◆ Source extract ◆
=== Section Start ===
The Danish government has an agreement with a parliamentary majority to retain and potentially increase the share of airline SAS owned by the Danish state.

Scandinavian Airlines (SAS) Airbus A320 planes parked at Copenhagen Airport
Scandinavian Airlines (SAS) Airbus A320 planes parked at Copenhagen Airport in March 2020. File photo: Tt News Agency/Reuters/Ritzau Scanpix

The government and other parties envisage a share of between 22 and 30 percent in the financially struggling airline, Finance Minister Nicolai Wammen said at a press briefing on Friday.

“SAS is in a difficult situation. We have had to address how we react to it in Denmark,” Wammen said.

“The company is important to Danish society,” he said.

Wammen’s comments come after Sweden, which also owns part of SAS, said on Tuesday that Stockholm will not bail out the company amid its ongoing debt struggles, adding that the Swedish state will be reducing its stake in the airline.

The crisis-hit carrier also faces potential strikes by as many as 1,000 pilots by the end of June after negotiations with trade unions broke down.  

READ ALSO: Over 1,000 SAS pilots could go on strike by late June

Denmark currently owns 21.8 percent of SAS, the same share as Sweden.

The government is prepared to convert debt owed to it by SAS, worth 3.5 billion kroner, into shares.
=== Section End ===
◆ Exercise ◆
According to the article on Denmark and SAS, what share of the airline does Denmark currently own? The records have no connection to the article on the Danish state's stake in SAS.

◆ Source information ◆
=== Section Start ===
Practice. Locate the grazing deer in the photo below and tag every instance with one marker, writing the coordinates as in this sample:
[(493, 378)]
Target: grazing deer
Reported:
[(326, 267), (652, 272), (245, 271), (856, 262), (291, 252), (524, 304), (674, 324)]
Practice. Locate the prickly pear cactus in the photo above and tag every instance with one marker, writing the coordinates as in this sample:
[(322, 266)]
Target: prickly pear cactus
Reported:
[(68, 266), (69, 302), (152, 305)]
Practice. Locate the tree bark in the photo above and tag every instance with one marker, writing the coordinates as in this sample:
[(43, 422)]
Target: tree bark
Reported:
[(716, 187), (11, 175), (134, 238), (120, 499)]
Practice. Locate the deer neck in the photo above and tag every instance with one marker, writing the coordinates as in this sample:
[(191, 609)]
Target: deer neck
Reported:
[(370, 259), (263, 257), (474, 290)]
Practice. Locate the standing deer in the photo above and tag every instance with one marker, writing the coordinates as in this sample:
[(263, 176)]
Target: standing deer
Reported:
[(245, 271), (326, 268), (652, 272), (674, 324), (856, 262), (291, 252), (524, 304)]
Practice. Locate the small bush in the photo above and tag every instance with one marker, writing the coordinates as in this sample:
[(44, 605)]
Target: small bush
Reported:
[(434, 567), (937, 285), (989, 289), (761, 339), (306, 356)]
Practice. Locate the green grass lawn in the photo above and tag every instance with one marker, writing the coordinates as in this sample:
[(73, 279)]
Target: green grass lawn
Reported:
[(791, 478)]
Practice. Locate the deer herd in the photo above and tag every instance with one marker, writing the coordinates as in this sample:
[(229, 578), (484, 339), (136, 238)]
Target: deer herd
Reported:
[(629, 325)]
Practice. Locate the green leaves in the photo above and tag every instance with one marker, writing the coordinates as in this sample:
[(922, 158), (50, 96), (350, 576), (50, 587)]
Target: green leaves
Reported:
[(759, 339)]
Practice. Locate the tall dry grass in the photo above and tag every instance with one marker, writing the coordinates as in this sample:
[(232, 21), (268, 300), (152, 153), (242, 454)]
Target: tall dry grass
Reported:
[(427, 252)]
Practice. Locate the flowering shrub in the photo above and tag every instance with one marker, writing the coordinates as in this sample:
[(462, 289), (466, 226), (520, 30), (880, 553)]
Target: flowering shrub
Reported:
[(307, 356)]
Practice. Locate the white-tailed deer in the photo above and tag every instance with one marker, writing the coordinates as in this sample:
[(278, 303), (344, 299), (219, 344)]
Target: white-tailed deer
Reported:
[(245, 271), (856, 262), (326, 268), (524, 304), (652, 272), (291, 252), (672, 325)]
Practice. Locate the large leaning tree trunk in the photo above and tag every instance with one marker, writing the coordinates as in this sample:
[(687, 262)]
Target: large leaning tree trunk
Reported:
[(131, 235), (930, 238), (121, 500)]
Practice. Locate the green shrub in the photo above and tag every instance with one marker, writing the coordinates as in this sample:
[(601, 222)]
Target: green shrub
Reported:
=== Section End ===
◆ Result ◆
21.8 percent, the same share as Sweden.